§ **Do this**:
Copy the following data word for word, starting at the line that contains "Every instance of the grass" and ending at the line that contains "[1197, 568]", with both of those lines included.

= = = = = = =

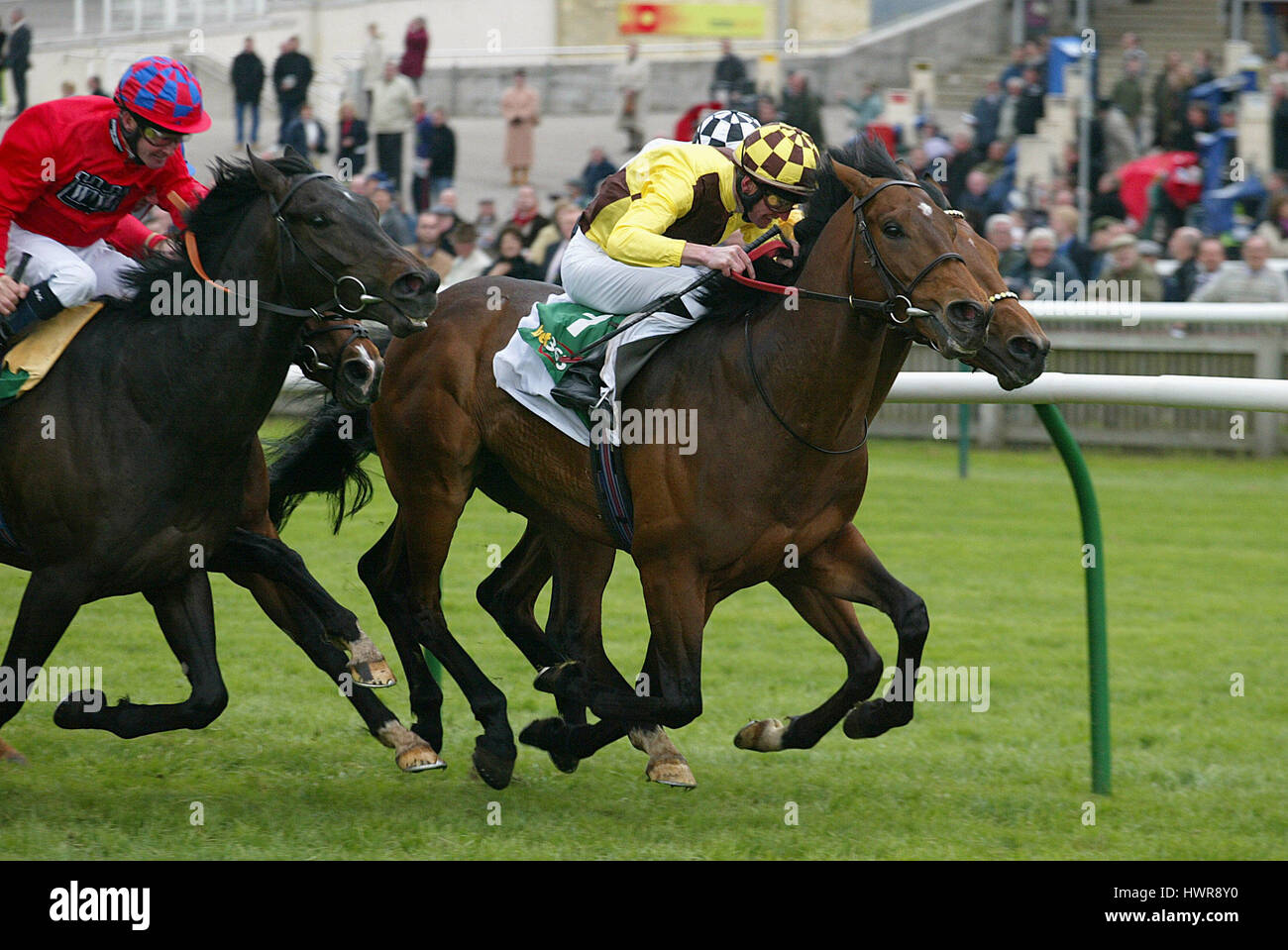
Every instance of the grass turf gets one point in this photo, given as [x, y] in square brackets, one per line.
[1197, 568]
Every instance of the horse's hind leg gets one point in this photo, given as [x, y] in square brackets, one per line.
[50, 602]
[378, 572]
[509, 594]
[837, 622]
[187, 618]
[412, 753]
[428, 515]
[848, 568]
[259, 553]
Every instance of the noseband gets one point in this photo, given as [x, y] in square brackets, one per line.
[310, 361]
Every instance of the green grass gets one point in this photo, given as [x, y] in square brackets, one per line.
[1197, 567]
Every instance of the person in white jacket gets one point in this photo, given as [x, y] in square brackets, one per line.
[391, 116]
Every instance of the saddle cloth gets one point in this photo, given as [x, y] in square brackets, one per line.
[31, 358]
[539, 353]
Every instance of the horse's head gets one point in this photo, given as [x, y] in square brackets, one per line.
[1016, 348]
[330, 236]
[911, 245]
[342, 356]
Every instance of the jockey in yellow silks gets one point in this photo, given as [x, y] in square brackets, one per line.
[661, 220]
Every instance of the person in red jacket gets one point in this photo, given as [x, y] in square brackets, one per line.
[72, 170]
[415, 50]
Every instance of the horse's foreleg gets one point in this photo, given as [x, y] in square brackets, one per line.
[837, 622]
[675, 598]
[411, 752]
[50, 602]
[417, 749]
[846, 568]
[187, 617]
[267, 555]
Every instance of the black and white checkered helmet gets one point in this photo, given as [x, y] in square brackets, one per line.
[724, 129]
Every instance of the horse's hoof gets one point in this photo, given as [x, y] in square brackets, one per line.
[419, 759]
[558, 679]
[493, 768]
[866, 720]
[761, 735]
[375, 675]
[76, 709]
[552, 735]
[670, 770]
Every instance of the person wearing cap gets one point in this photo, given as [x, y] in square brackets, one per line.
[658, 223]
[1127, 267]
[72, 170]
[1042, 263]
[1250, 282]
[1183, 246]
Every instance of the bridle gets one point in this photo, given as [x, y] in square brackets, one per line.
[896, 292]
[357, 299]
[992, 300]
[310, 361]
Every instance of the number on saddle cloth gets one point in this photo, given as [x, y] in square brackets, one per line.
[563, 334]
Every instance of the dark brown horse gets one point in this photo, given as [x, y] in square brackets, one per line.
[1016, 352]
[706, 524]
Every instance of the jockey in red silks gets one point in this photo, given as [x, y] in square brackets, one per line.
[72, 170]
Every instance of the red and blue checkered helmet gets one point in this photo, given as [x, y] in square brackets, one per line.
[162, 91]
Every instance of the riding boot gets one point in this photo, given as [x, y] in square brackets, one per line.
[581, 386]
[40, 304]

= = = = = = =

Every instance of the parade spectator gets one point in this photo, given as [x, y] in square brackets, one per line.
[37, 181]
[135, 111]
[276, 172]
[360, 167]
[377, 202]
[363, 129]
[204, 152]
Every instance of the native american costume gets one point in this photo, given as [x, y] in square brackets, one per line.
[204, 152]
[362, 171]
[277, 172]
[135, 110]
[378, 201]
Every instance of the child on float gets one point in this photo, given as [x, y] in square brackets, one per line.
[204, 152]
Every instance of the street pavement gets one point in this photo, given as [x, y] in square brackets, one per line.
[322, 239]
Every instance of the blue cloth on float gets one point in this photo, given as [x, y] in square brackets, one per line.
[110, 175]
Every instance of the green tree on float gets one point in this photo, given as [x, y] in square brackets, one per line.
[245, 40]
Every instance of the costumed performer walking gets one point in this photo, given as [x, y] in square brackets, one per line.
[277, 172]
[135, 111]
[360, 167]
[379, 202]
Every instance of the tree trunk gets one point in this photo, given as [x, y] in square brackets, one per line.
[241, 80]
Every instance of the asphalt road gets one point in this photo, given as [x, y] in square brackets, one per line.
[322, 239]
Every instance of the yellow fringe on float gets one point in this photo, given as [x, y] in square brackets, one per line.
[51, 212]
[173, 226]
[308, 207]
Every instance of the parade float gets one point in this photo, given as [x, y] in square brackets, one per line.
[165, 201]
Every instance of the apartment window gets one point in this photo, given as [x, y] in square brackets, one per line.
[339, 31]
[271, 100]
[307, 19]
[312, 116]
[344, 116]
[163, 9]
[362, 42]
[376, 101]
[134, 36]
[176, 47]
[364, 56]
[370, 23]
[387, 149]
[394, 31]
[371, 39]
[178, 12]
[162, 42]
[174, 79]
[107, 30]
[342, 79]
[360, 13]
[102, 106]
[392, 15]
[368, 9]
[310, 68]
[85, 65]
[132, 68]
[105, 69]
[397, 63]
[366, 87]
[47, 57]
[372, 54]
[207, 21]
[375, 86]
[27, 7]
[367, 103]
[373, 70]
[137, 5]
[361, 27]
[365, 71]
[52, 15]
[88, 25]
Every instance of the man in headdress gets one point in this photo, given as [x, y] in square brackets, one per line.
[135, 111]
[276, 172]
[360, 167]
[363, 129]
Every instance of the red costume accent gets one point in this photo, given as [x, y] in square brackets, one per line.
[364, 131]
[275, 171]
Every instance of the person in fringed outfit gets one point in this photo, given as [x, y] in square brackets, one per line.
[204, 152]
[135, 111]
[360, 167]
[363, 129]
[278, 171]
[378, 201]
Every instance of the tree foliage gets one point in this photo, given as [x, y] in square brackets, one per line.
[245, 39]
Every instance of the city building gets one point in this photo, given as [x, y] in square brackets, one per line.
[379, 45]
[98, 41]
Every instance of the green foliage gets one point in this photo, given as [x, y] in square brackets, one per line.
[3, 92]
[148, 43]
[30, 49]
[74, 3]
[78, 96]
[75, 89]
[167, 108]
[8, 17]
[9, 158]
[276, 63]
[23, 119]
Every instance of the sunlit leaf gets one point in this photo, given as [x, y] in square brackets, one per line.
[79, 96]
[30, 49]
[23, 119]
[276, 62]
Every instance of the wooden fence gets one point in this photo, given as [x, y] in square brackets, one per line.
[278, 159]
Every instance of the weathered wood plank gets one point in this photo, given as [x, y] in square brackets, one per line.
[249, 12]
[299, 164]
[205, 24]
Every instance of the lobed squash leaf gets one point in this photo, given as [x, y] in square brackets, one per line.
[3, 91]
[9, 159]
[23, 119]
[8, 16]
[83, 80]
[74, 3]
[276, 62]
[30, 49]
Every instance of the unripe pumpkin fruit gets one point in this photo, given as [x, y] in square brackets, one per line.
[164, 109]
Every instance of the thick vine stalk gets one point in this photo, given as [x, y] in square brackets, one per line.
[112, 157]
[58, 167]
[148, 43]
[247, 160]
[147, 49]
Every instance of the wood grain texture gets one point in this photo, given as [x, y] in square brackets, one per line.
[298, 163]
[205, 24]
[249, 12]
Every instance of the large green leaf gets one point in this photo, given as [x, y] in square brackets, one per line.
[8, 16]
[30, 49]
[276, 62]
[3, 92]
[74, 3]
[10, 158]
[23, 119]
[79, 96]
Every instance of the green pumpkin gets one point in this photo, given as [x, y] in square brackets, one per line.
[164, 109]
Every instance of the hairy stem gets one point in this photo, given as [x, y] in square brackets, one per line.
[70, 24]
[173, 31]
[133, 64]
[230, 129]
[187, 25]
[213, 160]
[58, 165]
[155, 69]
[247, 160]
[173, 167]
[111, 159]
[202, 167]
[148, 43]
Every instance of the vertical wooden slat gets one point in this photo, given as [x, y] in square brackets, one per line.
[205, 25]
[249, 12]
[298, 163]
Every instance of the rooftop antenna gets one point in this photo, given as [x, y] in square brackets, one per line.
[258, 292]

= = = = = = =

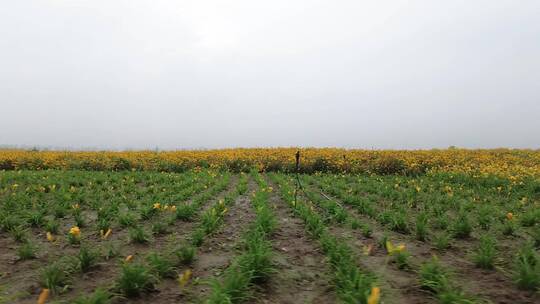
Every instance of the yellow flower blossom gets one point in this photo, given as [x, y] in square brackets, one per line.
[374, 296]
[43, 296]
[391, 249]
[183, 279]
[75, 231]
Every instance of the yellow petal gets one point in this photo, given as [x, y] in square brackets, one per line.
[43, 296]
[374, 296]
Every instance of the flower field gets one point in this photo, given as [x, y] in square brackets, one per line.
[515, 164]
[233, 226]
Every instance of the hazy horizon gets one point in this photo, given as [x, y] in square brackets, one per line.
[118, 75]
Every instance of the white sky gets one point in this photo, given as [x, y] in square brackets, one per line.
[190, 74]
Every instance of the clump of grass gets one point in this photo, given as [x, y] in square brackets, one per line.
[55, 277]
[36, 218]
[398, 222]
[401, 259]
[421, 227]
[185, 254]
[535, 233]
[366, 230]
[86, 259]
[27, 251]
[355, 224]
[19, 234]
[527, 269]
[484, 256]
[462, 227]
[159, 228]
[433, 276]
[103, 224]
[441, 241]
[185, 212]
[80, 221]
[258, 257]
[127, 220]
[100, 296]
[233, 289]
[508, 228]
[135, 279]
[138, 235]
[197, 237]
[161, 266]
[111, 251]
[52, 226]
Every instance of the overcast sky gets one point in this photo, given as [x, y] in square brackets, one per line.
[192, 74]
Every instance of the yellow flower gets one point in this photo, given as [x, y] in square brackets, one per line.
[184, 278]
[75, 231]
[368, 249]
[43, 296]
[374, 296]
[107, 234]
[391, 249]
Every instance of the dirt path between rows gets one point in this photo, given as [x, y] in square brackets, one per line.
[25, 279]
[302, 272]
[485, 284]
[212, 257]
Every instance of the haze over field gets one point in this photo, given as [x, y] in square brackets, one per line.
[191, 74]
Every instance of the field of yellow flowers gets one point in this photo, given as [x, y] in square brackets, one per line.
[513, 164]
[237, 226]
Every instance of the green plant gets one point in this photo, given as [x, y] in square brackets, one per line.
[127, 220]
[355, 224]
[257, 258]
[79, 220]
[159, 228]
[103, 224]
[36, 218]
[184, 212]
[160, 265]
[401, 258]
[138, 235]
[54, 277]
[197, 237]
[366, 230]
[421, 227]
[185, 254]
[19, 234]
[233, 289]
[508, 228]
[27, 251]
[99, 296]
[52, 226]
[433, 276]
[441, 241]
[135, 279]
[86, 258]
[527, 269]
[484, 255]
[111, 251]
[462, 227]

= = = = = = =

§ **Exercise output**:
Every instance of the grass turf gets one point in this photo, given as [x, y] in square brackets, one per line.
[1197, 568]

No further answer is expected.